Exercise: Pull out every line of the items below that contains the string "helmet". Case counts.

[The input start]

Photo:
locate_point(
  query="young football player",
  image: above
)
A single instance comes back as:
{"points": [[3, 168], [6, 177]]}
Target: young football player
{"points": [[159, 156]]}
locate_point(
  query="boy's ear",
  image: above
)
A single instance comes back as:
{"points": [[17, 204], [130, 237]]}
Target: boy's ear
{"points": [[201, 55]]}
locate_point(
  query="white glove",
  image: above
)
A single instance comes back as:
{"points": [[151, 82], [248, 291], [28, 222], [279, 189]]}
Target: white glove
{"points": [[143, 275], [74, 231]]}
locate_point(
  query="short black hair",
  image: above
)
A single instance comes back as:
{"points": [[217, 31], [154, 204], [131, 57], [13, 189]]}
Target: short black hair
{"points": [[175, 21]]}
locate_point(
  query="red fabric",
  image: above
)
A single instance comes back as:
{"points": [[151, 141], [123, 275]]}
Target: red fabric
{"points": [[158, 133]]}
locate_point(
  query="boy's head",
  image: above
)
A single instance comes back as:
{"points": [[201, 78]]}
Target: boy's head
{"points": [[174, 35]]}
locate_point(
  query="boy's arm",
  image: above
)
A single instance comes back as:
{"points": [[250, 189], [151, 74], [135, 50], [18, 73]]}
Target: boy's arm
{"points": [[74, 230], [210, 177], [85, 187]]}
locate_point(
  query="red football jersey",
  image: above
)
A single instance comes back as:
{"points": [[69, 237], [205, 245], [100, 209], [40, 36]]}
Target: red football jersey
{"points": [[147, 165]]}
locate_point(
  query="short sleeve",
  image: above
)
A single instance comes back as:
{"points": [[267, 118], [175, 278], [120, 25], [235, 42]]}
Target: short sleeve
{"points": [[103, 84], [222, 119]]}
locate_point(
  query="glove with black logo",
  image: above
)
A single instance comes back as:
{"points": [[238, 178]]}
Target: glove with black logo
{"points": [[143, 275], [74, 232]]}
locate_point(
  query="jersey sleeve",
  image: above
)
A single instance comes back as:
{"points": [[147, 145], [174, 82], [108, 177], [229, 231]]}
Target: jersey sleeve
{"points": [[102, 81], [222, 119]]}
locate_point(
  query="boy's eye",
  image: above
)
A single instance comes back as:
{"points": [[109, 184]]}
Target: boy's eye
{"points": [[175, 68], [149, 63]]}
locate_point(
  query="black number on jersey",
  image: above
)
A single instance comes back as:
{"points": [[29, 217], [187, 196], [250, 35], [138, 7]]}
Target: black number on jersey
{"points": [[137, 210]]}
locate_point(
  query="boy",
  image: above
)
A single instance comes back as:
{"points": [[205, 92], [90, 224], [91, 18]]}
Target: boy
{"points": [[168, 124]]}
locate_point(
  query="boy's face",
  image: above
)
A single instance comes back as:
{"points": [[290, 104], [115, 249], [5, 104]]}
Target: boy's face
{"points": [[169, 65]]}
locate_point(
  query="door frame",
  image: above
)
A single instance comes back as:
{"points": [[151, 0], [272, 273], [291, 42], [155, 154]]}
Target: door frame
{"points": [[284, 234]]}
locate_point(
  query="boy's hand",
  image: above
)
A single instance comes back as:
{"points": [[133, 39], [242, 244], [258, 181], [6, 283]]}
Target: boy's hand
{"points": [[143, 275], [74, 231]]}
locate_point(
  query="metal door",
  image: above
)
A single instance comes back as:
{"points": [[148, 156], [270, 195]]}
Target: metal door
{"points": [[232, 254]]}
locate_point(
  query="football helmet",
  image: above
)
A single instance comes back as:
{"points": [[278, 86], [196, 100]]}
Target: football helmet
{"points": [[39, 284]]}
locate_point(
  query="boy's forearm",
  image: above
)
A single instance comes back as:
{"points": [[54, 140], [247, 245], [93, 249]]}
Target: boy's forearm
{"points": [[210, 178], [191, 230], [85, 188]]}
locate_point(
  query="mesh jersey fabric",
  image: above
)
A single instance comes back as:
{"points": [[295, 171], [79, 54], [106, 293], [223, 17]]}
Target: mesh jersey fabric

[The input end]

The output:
  query="football helmet",
Target: football helmet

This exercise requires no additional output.